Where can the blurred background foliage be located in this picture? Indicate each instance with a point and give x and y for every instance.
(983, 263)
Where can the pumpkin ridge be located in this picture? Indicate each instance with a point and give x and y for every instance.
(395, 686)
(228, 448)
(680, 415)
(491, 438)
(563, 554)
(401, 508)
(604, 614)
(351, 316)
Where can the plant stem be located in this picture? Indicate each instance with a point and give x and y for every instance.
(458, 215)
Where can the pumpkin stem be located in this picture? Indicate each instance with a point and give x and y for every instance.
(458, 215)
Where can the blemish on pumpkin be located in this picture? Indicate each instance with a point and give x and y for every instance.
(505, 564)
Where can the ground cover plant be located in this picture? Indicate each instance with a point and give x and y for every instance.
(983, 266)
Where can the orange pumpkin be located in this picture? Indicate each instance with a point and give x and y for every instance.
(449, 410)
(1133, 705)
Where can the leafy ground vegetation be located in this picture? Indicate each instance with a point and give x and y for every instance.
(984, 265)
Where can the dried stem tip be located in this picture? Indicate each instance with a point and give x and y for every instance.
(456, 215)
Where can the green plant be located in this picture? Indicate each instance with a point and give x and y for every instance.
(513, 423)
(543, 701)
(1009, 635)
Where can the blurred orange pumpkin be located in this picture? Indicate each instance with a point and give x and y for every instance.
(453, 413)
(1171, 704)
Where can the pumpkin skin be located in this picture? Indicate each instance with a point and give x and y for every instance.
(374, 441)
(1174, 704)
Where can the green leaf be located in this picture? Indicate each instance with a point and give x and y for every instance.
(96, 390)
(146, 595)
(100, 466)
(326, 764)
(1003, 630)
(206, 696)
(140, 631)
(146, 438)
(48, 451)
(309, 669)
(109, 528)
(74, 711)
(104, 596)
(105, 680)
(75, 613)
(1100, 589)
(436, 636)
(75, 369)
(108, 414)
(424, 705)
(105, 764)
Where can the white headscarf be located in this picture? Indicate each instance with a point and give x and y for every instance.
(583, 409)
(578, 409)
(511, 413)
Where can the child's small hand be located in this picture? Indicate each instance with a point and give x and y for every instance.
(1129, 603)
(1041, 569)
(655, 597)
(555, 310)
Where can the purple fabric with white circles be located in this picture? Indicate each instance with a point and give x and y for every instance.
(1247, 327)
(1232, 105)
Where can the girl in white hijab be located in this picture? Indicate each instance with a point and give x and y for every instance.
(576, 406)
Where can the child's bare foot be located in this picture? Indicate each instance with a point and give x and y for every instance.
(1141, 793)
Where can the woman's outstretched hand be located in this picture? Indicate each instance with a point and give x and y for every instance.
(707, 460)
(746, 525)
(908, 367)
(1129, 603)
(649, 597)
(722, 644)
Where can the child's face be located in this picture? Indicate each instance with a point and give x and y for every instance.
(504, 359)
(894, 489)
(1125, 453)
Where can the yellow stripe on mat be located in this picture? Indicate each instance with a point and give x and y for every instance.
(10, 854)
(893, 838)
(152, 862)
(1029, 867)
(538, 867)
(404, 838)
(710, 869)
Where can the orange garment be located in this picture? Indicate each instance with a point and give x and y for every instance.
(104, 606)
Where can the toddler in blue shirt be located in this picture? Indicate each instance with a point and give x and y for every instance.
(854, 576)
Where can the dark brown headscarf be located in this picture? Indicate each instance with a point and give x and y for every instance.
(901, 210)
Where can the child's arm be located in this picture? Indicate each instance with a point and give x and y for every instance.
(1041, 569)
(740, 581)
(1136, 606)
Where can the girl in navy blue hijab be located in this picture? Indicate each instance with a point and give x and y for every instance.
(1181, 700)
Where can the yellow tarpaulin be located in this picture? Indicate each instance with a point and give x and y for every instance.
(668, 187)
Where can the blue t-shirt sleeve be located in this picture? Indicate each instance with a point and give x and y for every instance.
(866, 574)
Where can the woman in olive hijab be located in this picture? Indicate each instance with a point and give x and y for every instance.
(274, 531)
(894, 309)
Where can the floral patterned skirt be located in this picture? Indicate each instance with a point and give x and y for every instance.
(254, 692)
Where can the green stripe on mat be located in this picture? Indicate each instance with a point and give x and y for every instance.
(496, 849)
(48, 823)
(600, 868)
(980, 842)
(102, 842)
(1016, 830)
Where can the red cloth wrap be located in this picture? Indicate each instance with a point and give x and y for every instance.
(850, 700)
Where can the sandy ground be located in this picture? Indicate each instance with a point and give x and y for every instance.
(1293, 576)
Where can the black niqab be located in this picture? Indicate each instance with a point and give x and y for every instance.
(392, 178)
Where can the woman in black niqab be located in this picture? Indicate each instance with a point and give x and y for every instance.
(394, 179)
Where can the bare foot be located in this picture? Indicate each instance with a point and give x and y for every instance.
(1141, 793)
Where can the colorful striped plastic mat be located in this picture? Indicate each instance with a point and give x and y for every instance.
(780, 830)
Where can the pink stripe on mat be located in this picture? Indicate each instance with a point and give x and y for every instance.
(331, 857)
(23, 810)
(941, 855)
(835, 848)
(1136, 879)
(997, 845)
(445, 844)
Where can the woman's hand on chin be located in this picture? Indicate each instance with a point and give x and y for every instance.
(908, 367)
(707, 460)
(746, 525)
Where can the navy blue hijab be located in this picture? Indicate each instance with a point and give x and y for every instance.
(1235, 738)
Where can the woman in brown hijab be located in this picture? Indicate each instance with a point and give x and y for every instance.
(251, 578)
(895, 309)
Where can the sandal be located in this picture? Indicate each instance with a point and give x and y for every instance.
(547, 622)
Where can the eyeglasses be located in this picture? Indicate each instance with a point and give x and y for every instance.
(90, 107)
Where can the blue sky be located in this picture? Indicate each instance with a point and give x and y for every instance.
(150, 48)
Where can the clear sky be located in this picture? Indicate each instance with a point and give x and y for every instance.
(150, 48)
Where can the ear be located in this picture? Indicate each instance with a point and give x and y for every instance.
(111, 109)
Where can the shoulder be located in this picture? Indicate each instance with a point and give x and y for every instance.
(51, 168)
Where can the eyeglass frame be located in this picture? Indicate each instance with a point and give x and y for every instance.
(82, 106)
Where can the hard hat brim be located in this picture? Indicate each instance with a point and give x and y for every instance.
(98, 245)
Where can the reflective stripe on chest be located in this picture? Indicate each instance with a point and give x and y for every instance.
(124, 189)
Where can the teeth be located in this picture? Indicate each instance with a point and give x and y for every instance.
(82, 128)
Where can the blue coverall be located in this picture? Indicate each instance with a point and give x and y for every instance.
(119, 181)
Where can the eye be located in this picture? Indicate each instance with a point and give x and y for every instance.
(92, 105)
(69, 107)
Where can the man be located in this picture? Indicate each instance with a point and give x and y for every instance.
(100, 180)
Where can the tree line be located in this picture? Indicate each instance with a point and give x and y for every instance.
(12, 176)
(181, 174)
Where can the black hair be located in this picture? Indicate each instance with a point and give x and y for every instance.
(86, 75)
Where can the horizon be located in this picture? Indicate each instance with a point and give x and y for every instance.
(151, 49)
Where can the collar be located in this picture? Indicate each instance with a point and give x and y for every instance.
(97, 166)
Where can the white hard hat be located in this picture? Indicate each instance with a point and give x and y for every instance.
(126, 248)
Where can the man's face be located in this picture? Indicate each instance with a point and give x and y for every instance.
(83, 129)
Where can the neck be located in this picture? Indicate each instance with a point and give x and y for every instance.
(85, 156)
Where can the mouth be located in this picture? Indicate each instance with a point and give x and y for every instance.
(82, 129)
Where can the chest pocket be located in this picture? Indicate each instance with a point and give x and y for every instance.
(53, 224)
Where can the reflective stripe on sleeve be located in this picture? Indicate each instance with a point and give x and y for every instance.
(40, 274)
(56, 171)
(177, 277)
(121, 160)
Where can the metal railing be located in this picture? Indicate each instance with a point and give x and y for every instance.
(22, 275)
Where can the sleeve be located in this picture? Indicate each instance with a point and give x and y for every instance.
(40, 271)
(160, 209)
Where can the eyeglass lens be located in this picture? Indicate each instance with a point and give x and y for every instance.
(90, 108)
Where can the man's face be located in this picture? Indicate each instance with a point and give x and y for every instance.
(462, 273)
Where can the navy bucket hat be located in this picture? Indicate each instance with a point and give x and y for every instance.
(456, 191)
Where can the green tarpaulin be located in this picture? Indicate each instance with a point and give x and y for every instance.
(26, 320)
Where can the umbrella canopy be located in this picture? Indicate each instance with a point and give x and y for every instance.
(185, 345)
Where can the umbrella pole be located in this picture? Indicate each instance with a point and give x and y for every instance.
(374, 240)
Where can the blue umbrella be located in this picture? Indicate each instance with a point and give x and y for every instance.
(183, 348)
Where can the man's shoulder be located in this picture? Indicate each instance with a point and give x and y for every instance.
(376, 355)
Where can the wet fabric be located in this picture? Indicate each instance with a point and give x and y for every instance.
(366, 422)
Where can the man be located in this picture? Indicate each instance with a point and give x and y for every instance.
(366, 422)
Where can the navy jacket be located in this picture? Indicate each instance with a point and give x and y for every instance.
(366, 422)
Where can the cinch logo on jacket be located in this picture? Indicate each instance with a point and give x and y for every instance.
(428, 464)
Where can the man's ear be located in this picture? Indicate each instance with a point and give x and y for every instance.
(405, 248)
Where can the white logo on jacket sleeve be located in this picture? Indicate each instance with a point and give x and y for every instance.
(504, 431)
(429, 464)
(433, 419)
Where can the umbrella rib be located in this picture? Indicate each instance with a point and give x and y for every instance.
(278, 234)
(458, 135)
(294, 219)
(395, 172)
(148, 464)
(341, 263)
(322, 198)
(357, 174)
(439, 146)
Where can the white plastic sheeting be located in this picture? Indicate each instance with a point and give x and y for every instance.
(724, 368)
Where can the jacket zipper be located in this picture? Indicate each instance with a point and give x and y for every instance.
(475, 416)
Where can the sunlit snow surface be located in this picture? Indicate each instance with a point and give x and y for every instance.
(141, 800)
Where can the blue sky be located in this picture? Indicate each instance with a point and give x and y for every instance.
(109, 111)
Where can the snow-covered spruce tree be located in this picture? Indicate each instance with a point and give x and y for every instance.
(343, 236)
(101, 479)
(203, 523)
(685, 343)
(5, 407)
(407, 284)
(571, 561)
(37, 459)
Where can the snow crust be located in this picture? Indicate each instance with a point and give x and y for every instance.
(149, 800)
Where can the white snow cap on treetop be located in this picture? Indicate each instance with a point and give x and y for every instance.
_ _ _ _ _ _ _
Give back exactly the lines from the one that contains "Where can the jacket" to the end of the material, both ends kept, and no other line.

ANSWER FOR THIS EXERCISE =>
Where can the jacket zipper be located in this picture? Indicate each instance with a point and give x and y for every instance.
(475, 416)
Where can the sunlit snow surface be located in this picture? Indicate each instance with a point and give x and y for every instance.
(141, 800)
Where can the blue sky be located in this picture? Indicate each instance with a point and give x and y for every instance.
(109, 111)
Where can the snow-covered spruce tree be located in this picture? Indicate each instance with a point and give x and y for every instance.
(343, 236)
(101, 479)
(203, 523)
(685, 343)
(5, 407)
(407, 284)
(571, 561)
(37, 459)
Where can the snow crust be located in this picture? Indicate each instance with a point and give x and y for every instance.
(149, 800)
Where can the white snow cap on treetop be located in this picture? Indicate each instance with a point and give x and y for every instance.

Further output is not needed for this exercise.